Text block:
'''

Thanks so much. All of this technology is really interesting.

Any thoughts on how this lens would perform on a crop frame camera (e.g. D90) vs full frame camera (e.g., D700) all else equal??

Separately, any idea how this lens would do on studio portrait work (i.e., could the cost of this lens be amortized over good people shooting as well)??

Finally, I wonder what one could do with this lens plus focus stacking. . .


----------



## Derrel (Oct 11, 2009)

This page has good reviews of both the older and newer 85 PC Micro~Nikkor lenses   Special Lenses For Nikon 'F' Mount

The performance of these lenses is excellent on both FF and DX. I would prefer an autofocusing, auto-diaphragm 85mm f/1.4 of f/1.8 for portraiture. Focus stacking is for totally static, unmoving subjects, and I never shoot anything like that, so to me I'e never felt the need to even try focus stacking. I would not count on using either of these specialty 85mm Micro~Nikkor lenses for people photography uses.


----------



## Overread (Oct 12, 2009)

Derrel said:


> Focus stacking is for totally static, unmoving subjects, and I never shoot anything like that, so to me I'e never felt the need to even try focus stacking.

'''

Provided material:

'''

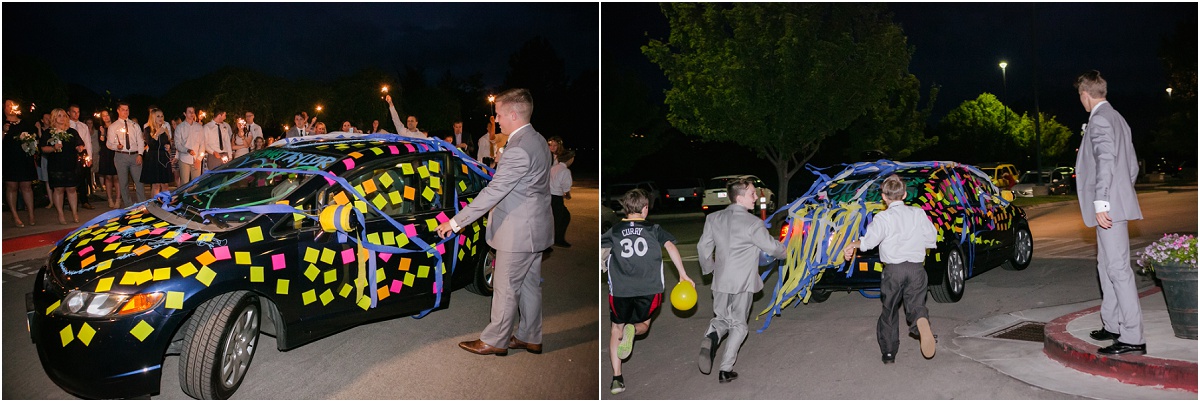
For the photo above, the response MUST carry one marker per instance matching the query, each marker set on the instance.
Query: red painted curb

'''

Extend the forum thread about the 85mm PC Micro-Nikkor lens, picking up after its last line. The material has no connection to the forum thread about the 85mm PC Micro-Nikkor lens.

Output for this task:
I'm certainly going to agree that one needs a static subject - and heck a sercure (tripod and focusing rail) camera are ideal as well for focus stacking. But one thing to keep in mind is landscapes as well - something that I have seen a few times is when there are 2 distinct zones of focus in a shot - a good example is a wall with a window. The first shot on the wall and the second focused on the vista through the window - just 2 stacked shots, but a very effective use of the method.


----------



## Buckster (Oct 12, 2009)

Here's a stacked focus shot I was playing around with a while back:







Notice that the eyes and gun are in focus (more like the ears and gun, but ya know...  ), but the elbows between those two focus areas are not, which is the 'evidence' that it's not a conventional, single-shot photo.  Just thought it was interesting to play with...


----------



## jaharris1001 (Oct 13, 2009)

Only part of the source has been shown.